Extracted data
#####
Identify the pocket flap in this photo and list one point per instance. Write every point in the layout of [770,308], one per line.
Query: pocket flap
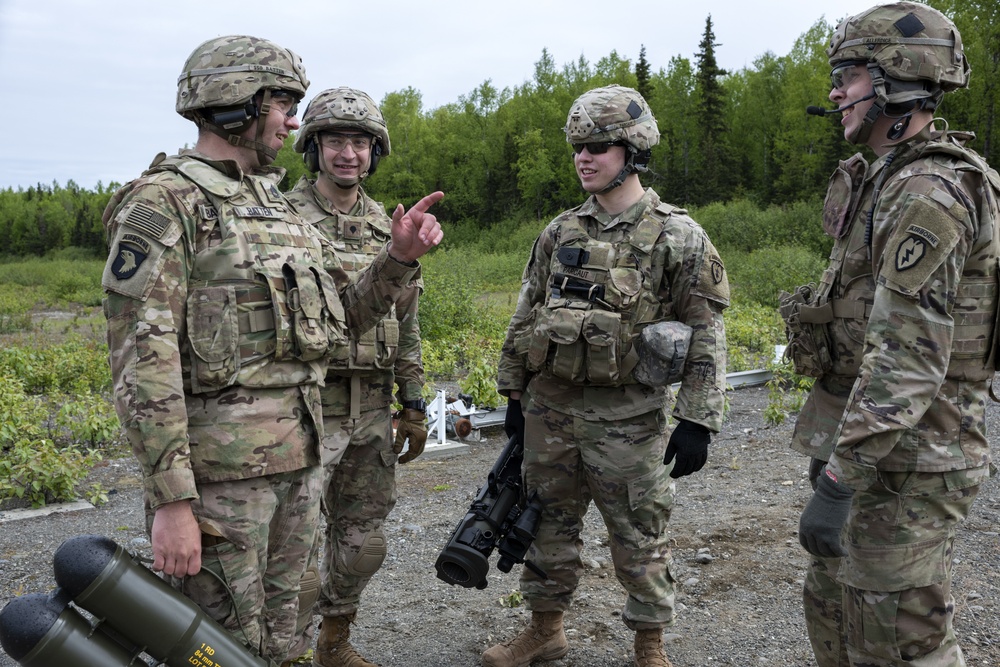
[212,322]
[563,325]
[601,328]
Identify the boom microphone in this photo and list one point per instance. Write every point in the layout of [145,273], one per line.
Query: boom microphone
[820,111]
#####
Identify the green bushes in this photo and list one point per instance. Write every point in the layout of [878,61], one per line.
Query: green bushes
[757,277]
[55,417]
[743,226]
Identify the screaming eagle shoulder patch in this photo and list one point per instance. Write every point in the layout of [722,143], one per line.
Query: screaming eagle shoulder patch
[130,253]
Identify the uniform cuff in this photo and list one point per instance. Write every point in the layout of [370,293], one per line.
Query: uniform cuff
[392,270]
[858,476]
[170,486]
#####
Assignment
If a line of the records contains the word "every", count it; give only the total.

Task output
5